··· Records shown
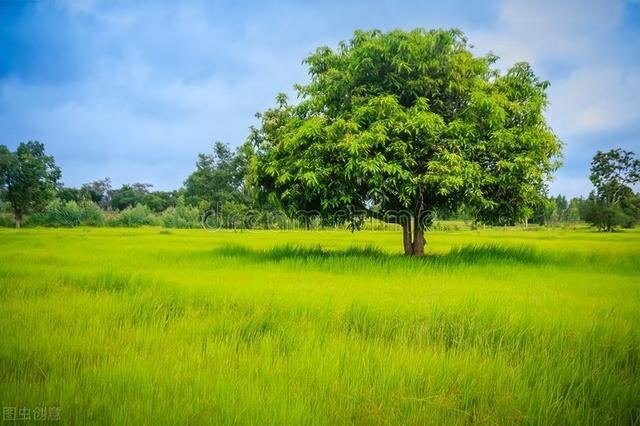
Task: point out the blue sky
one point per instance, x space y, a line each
134 90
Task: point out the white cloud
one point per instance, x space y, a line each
570 186
534 30
595 99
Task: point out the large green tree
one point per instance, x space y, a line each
28 178
408 122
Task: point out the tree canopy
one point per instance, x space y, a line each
28 178
408 122
613 202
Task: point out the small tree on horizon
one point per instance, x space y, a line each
612 202
410 123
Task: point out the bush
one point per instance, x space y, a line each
181 216
69 214
92 214
139 215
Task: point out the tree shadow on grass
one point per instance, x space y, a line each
470 254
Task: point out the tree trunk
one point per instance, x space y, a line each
406 236
412 240
418 239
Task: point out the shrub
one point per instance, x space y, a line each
181 216
135 216
69 214
91 214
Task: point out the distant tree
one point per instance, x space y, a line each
612 202
129 195
28 178
573 210
409 122
66 194
98 191
219 177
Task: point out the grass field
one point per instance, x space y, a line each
150 326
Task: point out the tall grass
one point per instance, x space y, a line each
145 326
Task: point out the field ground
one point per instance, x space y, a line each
152 326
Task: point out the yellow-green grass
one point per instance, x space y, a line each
151 326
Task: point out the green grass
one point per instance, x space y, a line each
148 326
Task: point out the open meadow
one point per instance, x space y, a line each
153 326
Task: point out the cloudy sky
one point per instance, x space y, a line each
134 90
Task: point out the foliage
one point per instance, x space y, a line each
219 177
98 191
409 122
140 215
69 214
181 216
28 178
613 202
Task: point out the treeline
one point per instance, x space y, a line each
217 195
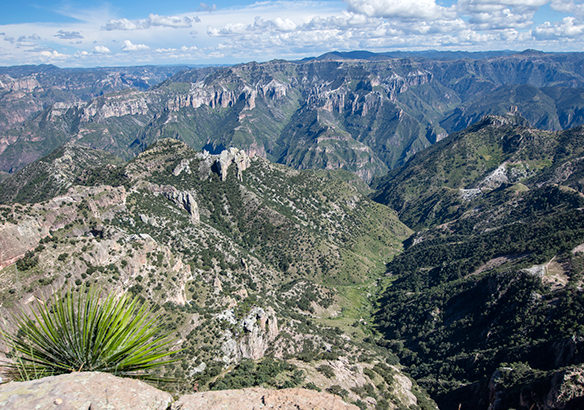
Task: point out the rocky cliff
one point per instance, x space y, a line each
104 391
330 113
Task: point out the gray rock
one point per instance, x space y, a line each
258 398
82 391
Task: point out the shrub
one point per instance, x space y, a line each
87 332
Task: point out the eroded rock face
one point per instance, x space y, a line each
257 398
259 329
87 390
187 201
101 391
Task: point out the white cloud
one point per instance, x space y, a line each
207 7
568 7
153 20
499 14
403 9
68 35
100 50
567 28
128 46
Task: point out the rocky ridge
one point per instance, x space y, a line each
363 116
201 238
104 391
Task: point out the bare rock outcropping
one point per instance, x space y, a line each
87 390
258 398
102 391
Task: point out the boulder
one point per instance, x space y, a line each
82 391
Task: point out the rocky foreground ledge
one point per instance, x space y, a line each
103 391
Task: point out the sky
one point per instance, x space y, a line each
147 32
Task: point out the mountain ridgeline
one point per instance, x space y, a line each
402 231
486 300
362 113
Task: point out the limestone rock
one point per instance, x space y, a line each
74 391
186 200
258 398
232 156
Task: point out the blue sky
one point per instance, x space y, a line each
75 34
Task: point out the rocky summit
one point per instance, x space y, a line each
399 232
98 391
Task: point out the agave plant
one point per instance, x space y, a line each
87 332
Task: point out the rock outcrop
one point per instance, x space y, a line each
101 391
87 390
187 201
258 398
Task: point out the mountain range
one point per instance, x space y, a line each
444 271
363 113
······
Going through the entries above line by line, work out how many lines include the word "grass". Only the number is required.

_Result of the exercise_
5